● EXERCISE
Would you copy only the lines below, beginning with the one that contains "[spot] the blue" and running through the last entry line?
— Start of SOURCE MATERIAL —
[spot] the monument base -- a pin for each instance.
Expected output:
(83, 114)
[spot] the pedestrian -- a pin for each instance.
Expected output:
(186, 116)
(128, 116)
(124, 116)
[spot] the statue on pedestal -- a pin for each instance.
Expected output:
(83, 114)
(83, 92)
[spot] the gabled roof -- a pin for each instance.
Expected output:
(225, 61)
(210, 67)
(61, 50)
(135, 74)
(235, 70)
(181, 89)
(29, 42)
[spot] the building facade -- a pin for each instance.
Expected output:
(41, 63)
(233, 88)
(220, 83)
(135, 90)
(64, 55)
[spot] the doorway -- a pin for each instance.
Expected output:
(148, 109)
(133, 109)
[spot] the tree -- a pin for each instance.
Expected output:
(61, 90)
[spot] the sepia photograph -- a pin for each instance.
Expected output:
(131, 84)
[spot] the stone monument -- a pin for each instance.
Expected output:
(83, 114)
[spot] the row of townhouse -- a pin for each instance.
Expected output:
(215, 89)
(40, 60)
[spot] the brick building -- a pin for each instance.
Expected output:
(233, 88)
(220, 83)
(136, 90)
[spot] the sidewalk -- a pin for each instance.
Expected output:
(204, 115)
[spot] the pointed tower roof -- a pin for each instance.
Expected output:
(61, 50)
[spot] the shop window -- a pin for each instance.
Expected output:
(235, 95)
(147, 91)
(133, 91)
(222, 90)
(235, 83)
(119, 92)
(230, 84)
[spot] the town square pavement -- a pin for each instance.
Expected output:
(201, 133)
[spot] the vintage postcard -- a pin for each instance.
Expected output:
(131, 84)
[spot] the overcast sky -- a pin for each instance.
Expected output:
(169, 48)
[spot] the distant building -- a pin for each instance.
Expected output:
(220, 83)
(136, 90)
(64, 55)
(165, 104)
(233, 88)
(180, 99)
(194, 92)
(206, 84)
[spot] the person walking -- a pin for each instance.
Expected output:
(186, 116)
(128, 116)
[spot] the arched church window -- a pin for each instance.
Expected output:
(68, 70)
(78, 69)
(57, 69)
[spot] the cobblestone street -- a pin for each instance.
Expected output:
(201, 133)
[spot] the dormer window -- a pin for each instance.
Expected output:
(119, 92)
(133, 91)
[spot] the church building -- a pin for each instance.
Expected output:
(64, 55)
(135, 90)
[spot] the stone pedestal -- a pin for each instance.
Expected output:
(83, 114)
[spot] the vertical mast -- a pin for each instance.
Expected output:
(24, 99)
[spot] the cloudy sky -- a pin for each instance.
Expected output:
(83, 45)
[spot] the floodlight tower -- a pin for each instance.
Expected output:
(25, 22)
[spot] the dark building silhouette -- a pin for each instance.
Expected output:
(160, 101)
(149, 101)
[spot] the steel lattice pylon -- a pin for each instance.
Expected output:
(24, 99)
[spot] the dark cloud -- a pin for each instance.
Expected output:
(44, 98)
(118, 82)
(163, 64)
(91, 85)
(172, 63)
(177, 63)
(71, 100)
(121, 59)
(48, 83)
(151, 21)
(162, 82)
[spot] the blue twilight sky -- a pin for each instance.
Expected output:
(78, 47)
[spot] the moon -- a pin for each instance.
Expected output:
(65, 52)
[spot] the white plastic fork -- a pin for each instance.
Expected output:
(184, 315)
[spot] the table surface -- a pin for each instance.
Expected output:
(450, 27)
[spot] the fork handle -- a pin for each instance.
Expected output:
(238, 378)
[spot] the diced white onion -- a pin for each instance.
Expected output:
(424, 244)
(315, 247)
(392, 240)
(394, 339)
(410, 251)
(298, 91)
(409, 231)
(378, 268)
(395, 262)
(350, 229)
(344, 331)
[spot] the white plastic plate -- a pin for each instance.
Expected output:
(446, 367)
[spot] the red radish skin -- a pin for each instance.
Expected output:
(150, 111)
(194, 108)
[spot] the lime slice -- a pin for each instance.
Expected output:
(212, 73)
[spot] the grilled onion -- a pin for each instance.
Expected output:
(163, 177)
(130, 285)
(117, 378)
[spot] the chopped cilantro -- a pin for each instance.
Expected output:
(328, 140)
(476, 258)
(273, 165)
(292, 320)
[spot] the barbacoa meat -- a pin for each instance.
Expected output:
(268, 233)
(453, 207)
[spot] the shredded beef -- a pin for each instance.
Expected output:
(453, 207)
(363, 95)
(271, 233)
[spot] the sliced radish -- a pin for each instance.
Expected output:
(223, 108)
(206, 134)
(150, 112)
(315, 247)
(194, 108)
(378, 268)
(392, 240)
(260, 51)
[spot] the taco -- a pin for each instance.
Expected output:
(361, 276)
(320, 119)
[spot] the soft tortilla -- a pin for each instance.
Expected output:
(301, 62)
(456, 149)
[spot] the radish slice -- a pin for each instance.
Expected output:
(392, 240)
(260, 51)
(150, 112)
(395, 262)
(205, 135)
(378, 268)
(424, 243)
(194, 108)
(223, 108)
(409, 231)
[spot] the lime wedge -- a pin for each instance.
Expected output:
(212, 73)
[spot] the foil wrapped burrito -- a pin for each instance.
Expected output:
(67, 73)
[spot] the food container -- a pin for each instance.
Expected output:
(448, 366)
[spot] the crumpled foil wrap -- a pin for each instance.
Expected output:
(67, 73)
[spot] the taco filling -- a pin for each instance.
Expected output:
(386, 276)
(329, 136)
— End of SOURCE MATERIAL —
● COMPLETED TASK
[spot] the blue twilight sky -- a pin for each instance.
Expected output:
(78, 47)
[spot] the moon -- a pin for each instance.
Expected output:
(65, 52)
[spot] the white plastic fork -- a pin for each instance.
Expected output:
(184, 315)
[spot] the table surface -- a pin for each instance.
Expected output:
(450, 27)
[spot] the fork handle -- a pin for each instance.
Expected output:
(238, 378)
[spot] the diced white onion -- a pin for each instance.
Expected output:
(424, 244)
(315, 247)
(392, 240)
(394, 339)
(410, 251)
(298, 91)
(409, 231)
(378, 268)
(395, 262)
(350, 229)
(344, 331)
[spot] the white plastic plate -- a pin for each instance.
Expected output:
(446, 367)
[spot] the red radish skin -- a pin for each instance.
Expected output:
(150, 111)
(194, 108)
[spot] the lime slice -- a pin for each instance.
Expected output:
(212, 73)
[spot] the grilled onion -- a pin for each instance.
Expected output:
(163, 177)
(130, 285)
(117, 378)
[spot] the chopped cilantro -- a pin for each instance.
Expected output:
(328, 140)
(476, 258)
(273, 165)
(292, 320)
[spot] the barbacoa meat -- a pin for each instance.
Expected output:
(268, 233)
(453, 207)
[spot] the shredded beef -- a pin for each instance.
Expected output:
(453, 207)
(363, 95)
(271, 233)
[spot] the sliced radish -- a pin for each instance.
Expected output:
(223, 108)
(206, 134)
(150, 112)
(315, 247)
(194, 108)
(378, 268)
(392, 240)
(260, 51)
[spot] the taco -- a pin for each instance.
Expected output:
(361, 276)
(320, 119)
[spot] the soft tortilla -- a pin for each instance.
Expected output:
(301, 62)
(456, 149)
[spot] the radish slice -- a pin for each instance.
Expected output:
(392, 240)
(260, 51)
(150, 112)
(395, 262)
(205, 135)
(378, 268)
(424, 243)
(194, 108)
(223, 108)
(409, 231)
[spot] the lime wedge -- a pin for each instance.
Expected output:
(212, 73)
[spot] the foil wrapped burrito -- a pin for each instance.
Expected output:
(67, 73)
[spot] the food container -- a pin for each instance.
Expected output:
(448, 366)
[spot] the crumpled foil wrap -- a pin for each instance.
Expected output:
(67, 73)
[spot] the taco filling -- a pin for each instance.
Expected output:
(386, 276)
(329, 136)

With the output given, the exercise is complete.